## INPUT DATA
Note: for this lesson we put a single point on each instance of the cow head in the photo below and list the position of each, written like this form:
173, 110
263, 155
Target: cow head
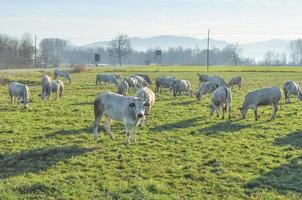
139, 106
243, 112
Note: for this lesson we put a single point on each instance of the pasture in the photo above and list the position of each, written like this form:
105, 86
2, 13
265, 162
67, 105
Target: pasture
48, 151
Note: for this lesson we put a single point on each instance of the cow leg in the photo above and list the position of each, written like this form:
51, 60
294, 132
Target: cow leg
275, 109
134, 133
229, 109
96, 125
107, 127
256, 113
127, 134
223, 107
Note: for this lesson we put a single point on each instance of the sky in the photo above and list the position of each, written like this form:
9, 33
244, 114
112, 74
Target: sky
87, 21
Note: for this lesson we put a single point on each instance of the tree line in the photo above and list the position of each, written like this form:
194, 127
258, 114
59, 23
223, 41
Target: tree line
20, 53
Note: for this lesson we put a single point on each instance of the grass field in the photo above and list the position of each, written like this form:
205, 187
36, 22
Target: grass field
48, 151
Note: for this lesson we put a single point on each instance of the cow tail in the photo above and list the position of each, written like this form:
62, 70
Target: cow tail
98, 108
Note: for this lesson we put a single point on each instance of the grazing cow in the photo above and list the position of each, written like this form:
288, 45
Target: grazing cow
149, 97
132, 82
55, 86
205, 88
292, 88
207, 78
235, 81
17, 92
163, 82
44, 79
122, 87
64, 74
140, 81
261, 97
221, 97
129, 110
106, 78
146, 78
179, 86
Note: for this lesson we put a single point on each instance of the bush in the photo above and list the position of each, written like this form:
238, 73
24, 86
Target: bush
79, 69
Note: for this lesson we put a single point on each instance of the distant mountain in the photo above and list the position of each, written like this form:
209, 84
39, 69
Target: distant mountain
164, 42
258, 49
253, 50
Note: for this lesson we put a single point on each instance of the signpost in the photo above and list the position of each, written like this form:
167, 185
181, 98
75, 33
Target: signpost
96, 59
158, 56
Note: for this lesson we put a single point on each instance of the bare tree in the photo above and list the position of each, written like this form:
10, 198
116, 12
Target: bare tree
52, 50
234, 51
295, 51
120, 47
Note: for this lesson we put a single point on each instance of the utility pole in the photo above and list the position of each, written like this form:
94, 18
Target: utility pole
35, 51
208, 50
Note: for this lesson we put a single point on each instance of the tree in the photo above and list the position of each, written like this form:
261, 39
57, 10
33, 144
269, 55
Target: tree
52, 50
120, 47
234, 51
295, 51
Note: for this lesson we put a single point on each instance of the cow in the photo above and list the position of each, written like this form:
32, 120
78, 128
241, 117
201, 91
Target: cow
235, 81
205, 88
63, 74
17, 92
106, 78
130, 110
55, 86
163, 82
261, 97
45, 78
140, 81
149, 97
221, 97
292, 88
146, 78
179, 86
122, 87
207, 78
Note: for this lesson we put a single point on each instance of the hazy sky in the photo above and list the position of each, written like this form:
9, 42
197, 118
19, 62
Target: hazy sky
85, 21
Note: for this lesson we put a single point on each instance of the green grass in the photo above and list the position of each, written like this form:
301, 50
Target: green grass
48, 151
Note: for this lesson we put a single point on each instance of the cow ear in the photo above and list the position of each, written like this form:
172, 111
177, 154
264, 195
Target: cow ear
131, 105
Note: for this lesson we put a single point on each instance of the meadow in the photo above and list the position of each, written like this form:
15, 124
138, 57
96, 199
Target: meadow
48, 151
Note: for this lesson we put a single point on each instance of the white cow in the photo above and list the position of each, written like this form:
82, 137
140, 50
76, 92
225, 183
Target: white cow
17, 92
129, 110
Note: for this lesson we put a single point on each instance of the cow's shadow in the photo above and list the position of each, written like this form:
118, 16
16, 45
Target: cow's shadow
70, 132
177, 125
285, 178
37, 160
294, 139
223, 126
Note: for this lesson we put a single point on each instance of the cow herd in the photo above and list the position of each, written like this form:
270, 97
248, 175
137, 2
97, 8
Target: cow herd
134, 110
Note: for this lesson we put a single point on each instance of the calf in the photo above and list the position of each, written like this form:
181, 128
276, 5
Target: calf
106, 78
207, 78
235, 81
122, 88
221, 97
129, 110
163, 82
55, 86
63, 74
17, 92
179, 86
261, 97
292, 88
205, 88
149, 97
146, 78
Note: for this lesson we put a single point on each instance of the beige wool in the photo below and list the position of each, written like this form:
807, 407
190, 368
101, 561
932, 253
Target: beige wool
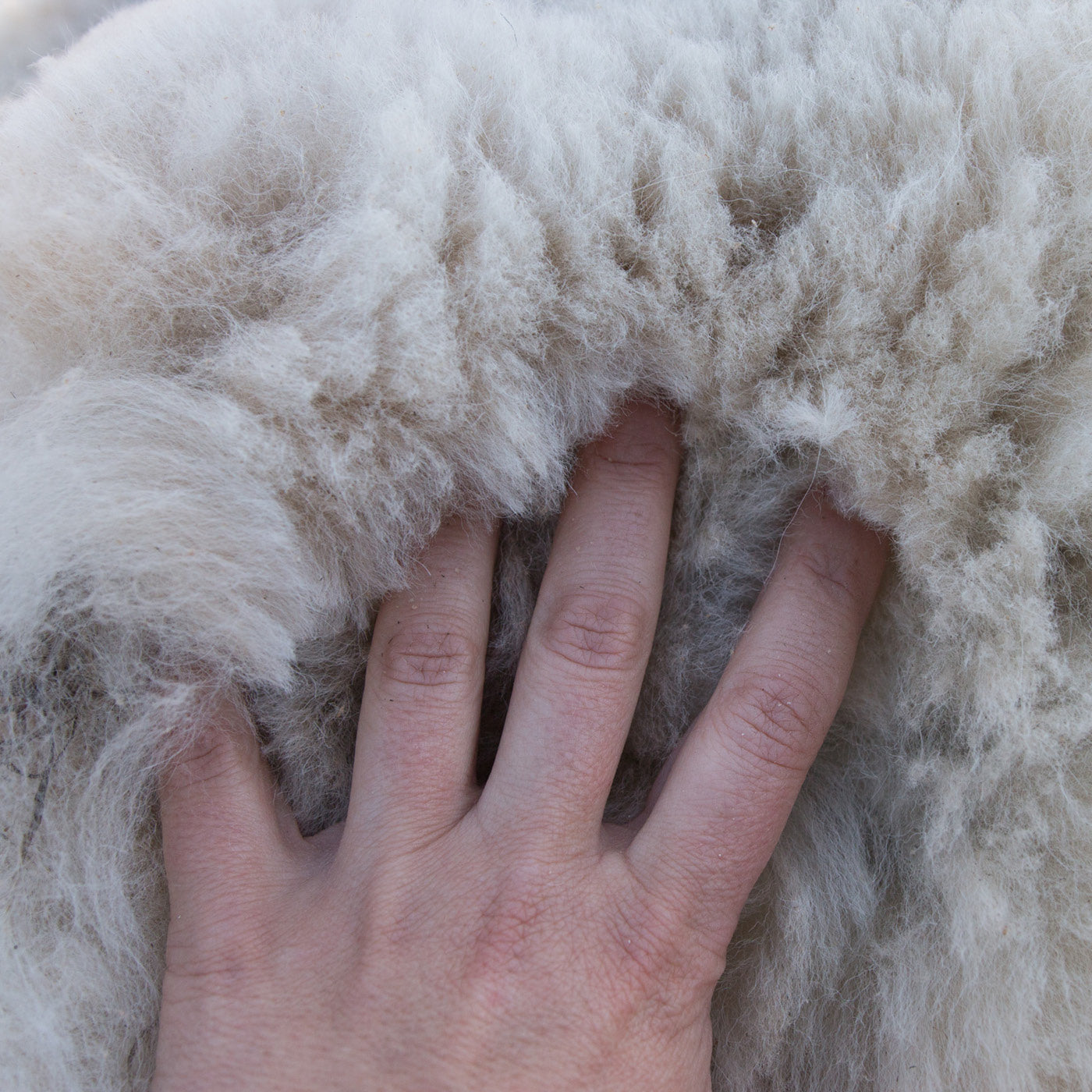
...
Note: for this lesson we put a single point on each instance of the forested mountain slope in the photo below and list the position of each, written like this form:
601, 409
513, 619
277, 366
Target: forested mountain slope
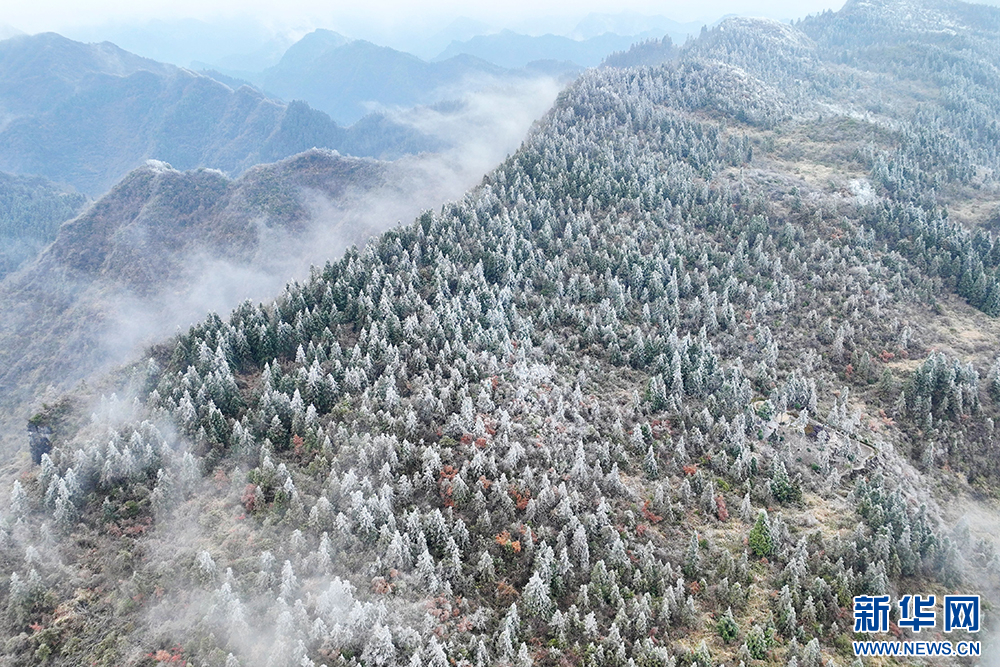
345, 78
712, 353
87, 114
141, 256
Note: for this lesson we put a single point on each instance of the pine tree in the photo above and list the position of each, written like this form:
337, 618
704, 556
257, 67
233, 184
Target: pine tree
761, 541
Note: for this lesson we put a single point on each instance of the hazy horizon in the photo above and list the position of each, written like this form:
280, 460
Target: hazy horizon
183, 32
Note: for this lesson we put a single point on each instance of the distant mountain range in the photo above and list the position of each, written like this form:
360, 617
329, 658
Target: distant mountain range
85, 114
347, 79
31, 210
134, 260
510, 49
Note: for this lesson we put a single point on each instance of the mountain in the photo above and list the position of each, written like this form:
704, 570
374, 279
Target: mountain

## ACTIVITY
Where a line in the entries holds "beige", copy that line.

## RESULT FOR THIS TASK
Note: for this lesson we put a single point on each instance of the beige wool in the photo below and list the position of each, written like this form:
Target: beige wool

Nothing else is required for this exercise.